__Exercise__. Write out the entire listing below exactly as it appears, minus any pictures.

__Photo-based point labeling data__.
· · · · · · ·
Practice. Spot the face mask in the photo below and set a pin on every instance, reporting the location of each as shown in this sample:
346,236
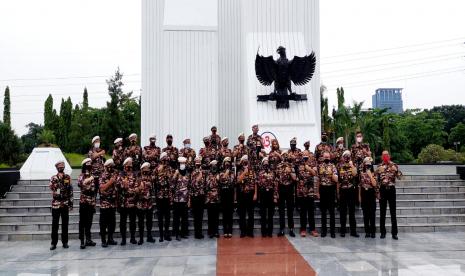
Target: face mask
386,158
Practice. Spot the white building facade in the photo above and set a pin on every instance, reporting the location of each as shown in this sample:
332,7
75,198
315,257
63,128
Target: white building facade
198,68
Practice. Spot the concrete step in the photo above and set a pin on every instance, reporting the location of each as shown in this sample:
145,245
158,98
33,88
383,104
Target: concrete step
438,182
73,234
74,225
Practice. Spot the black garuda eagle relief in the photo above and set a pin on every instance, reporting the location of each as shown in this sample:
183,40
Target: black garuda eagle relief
282,71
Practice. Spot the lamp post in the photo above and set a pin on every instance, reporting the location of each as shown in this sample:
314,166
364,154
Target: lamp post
457,144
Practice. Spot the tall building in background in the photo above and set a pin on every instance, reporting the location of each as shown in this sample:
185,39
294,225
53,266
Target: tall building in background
388,98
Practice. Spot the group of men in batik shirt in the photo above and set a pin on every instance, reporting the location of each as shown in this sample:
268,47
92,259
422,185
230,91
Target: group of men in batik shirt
218,179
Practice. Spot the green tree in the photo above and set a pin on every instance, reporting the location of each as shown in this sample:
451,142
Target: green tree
453,114
31,138
457,134
7,107
46,137
12,149
51,120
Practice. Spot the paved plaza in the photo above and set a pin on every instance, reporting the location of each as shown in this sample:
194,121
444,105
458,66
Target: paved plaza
413,254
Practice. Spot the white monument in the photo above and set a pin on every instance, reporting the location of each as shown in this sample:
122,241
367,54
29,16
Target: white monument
41,164
198,69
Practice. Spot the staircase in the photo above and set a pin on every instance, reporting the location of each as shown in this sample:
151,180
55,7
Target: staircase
425,203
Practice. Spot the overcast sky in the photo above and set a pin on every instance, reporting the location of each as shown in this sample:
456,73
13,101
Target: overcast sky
60,46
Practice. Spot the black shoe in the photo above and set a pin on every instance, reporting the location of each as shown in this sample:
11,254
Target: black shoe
112,242
90,243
· · · · · · ·
__Exercise solution__.
Practice. Spot the face mask in the photo below and set a pin on every instance, reporting the location of each as shown in this sample:
346,236
Target: face mask
386,158
Practice. Spot the white building facade in the photo above and set a pin on every instance, reporting the location of each as shown in this sample:
332,7
75,198
315,257
63,128
Target: white building facade
198,68
Practice. Spot the concrete step in the photo above and set a pin on every instance, reporting the location of each as shown in this sample:
145,245
158,98
33,88
383,104
Target: concrete step
438,182
73,234
74,225
Practice. Spot the black garuda eagle relief in the photo above and set a pin on every instance, reporting the location of each as shown in this sample:
183,40
Target: black garuda eagle relief
282,71
Practice. Spot the lamp post in the photo above and set a pin on every instance, reporting the location of each as shown in this sample:
314,166
364,154
Target: lamp post
457,144
Practice. Spot the tall building in background in the photo above and set a pin on every instance, reporting the location of each as shown in this sample:
185,39
294,225
53,266
Target: tall building in background
388,98
Practice. Spot the group of men in batik shirt in the photo above and set a pin on every instance, reporting the location of each as shown in this sample:
268,47
92,259
422,185
230,91
Target: group of men in batik shirt
218,179
Practice. Spot the green tree in the photo above and set a pin on every instance, reporting the location of each as shown in this sample:
451,142
Target: green tree
453,114
31,138
457,134
7,107
46,137
12,149
51,120
Practice. Spot the paved plaza in the photo above and set a pin on every instance, reporting the location of each as shown in this sample:
194,121
444,105
458,66
Target: paved plaza
413,254
Practice. Spot the white monument in the photo above and set a pin on every instance, reporting the location of each as shown in this sample:
122,241
367,54
29,16
Target: white monument
41,164
198,69
Practice. Spot the staircase in the photo above and set a pin on every instance, reporting the location of each as shown in this sample:
151,180
55,7
Target: staircase
425,203
Practice. Spot the overcast sky in the photo above and set a pin on every instance, reporting the location of each as shown in this sample:
456,73
13,101
Target: overcast sky
60,46
Practice. Spot the black shoe in the photo above and set a pin on every instance, reporting the location of each as shown in this sample:
11,254
Target: black shoe
112,242
90,243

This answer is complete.